WHAT TO PRODUCE:
When copying the data, keep every line exactly the same.

RECORDS SHOWN:
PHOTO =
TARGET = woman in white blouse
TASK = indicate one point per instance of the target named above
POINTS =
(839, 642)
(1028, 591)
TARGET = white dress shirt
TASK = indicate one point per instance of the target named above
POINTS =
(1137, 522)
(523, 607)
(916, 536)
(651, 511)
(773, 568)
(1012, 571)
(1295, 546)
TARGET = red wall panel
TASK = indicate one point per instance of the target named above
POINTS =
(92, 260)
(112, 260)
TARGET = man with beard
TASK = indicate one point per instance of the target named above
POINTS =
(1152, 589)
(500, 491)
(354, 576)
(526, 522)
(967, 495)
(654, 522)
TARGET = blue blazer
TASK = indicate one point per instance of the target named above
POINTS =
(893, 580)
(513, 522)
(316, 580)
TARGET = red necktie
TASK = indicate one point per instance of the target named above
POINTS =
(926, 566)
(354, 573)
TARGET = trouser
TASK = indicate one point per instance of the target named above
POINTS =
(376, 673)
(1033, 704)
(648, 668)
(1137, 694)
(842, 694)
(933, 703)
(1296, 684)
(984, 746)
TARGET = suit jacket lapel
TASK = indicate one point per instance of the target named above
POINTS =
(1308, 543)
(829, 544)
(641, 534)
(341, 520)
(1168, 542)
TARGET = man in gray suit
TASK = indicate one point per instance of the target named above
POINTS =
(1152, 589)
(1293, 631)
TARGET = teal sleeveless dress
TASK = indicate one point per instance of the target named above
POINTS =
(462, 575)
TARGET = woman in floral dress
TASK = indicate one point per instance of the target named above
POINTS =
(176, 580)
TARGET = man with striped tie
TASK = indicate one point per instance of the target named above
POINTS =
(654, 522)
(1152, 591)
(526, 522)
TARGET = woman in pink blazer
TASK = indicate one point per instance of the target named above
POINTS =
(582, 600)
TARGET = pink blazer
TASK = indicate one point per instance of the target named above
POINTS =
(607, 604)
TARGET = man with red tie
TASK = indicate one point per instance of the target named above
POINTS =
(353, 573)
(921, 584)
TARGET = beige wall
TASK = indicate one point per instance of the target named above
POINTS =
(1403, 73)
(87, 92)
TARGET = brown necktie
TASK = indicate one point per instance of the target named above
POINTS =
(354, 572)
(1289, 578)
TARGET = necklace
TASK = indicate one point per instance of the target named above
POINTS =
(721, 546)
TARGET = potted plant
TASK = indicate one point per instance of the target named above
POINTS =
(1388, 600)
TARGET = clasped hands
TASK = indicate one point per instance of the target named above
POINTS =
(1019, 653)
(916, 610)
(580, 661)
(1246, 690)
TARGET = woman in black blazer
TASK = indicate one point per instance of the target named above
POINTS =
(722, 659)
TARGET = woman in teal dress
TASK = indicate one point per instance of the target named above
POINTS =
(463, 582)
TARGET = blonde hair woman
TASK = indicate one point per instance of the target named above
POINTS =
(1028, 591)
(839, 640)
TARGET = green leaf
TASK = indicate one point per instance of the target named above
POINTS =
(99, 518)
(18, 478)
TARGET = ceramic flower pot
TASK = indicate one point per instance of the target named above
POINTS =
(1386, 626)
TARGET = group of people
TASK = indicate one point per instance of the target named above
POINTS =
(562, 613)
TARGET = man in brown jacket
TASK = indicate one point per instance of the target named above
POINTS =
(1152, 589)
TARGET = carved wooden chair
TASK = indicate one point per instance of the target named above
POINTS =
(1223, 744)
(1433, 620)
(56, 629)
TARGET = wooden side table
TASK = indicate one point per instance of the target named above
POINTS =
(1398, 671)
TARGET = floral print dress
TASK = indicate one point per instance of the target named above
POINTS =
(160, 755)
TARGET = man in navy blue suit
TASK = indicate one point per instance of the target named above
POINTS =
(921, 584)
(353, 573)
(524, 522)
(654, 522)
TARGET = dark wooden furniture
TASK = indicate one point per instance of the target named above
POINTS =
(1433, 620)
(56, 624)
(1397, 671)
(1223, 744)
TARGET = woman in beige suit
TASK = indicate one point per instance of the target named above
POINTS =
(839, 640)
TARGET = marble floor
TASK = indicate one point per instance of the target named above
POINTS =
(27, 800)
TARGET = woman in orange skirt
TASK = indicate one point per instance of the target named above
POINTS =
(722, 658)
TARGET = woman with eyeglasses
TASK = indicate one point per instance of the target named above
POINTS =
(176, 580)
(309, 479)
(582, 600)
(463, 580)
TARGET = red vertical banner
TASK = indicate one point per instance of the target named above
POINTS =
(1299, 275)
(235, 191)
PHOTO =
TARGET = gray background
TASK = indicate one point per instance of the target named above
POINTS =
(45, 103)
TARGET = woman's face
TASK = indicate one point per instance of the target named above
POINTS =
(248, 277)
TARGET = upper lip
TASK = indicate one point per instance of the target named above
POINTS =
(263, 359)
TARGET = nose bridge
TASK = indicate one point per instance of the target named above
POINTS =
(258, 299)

SOLUTION BELOW:
PHOTO =
TARGET = woman in white blouse
TASK = indicate one point per instance of the target named above
POINTS =
(839, 642)
(1028, 591)
TARGET = white dress shirt
TASK = indicate one point per instance of the target named above
POINTS =
(1137, 522)
(523, 607)
(916, 536)
(651, 511)
(773, 568)
(1012, 571)
(1295, 546)
TARGET = red wall panel
TASK = indicate one point per instance of the target named above
POINTS =
(92, 260)
(112, 260)
TARGET = man with beard
TASK = indicate one point per instance of the target named above
POINTS =
(1152, 589)
(500, 491)
(354, 576)
(526, 522)
(967, 495)
(654, 522)
TARGET = blue blazer
TASK = indicate one point per instance of the target named above
POINTS =
(893, 580)
(513, 522)
(316, 580)
TARGET = red necktie
TASK = indicate one point per instance of the target named above
POINTS =
(926, 566)
(354, 573)
TARGET = trouser
TASK = indicate one point per instance of the target named above
POINTS =
(376, 673)
(1033, 704)
(648, 668)
(1137, 694)
(842, 694)
(933, 703)
(1296, 684)
(984, 746)
TARGET = suit jacket lapel
TASK = indicate one point per instance of the target named above
POINTS =
(1308, 543)
(829, 544)
(641, 534)
(341, 520)
(1168, 542)
TARGET = man in gray suit
TASK = indicate one point per instance of the target named above
POINTS =
(1152, 589)
(1293, 631)
TARGET = teal sleeveless dress
TASK = indicate one point per instance of the target named above
POINTS =
(462, 575)
TARGET = woman in floral dress
TASK = indicate one point per instance of the target named above
POINTS =
(176, 580)
TARGET = man with striped tie
TASK = indicate one point per instance of the target named above
POINTS =
(654, 522)
(1152, 591)
(526, 522)
TARGET = woman in pink blazer
TASK = indicate one point per instance of the target named above
POINTS =
(582, 600)
TARGET = pink blazer
TASK = indicate one point per instance of the target named above
POINTS =
(607, 604)
TARGET = man with red tie
TASK = indicate one point per instance of the target named above
POINTS =
(353, 573)
(921, 584)
TARGET = beige wall
TASK = indicate one point per instance of the target named above
POINTS =
(1403, 73)
(87, 92)
TARGET = brown necktie
TASK = indicate one point per instance of the target named above
POINTS =
(354, 572)
(1289, 578)
TARGET = necklace
TASK = indicate one point per instance of the target named above
POINTS =
(721, 546)
TARGET = potted plant
TASK = indicate one point per instance of the target named above
POINTS =
(1388, 600)
TARGET = clasped hands
TASK = indicate one point per instance of the target named above
POINTS =
(1019, 653)
(916, 610)
(580, 661)
(1246, 690)
TARGET = woman in black blazer
TASK = indicate one point per instance of the target named above
POINTS =
(722, 659)
TARGET = woman in teal dress
TASK = indicate one point per instance of the target named above
POINTS =
(463, 582)
TARGET = blonde hair woman
TASK = indicate one point per instance of the target named above
POINTS =
(1028, 591)
(839, 640)
TARGET = green leaf
TASK = indicate one point per instance of the target named above
POINTS =
(99, 518)
(18, 478)
TARGET = ceramic flower pot
TASK = indicate one point per instance of the target named above
POINTS =
(1386, 626)
TARGET = group of people
TASK = indicate one point per instance of the target named above
POINTS =
(562, 613)
TARGET = man in brown jacket
TASK = indicate one point per instance of the target named above
POINTS =
(1152, 589)
TARGET = carved wooden chair
TASK = indicate one point per instance of the target named above
POINTS =
(1223, 744)
(1433, 620)
(56, 629)
TARGET = wooden side table
TASK = indicate one point per instance of the target named above
POINTS =
(1398, 671)
TARGET = floral print dress
TASK = indicate one point per instance of the target named above
POINTS =
(160, 755)
TARGET = man in navy blue suit
TASK = indicate one point per instance of the target named above
POINTS =
(921, 584)
(353, 573)
(524, 522)
(654, 522)
TARGET = dark wooden furniture
TASK = indicate one point per instance of the target named above
POINTS =
(1433, 620)
(56, 624)
(1397, 671)
(1223, 744)
TARGET = woman in beige suit
TASK = indicate one point per instance of the target named above
POINTS =
(839, 640)
TARGET = marble floor
TASK = indicate one point per instance of the target named above
POINTS =
(27, 800)
TARGET = woman in orange skirt
TASK = indicate one point per instance of the target named above
POINTS =
(722, 658)
TARGET = woman with eyeglasses
TASK = indicate one point per instance of the target named above
POINTS =
(176, 580)
(309, 479)
(582, 600)
(463, 580)
TARGET = red vertical banner
TASK = indicate one point per instance of the target named above
POINTS =
(1299, 275)
(235, 191)
PHOTO =
TARGET = gray background
TASK = indicate one point per instance of the target named above
POINTS =
(45, 103)
TARGET = woman's face
TASK = indicate one point per instance of the target named above
POINTS =
(248, 277)
TARGET = upper lip
TASK = indicate one point per instance of the target named above
POINTS =
(263, 359)
TARGET = nose bridge
TASK = indicate one point per instance of the target named above
POINTS =
(258, 299)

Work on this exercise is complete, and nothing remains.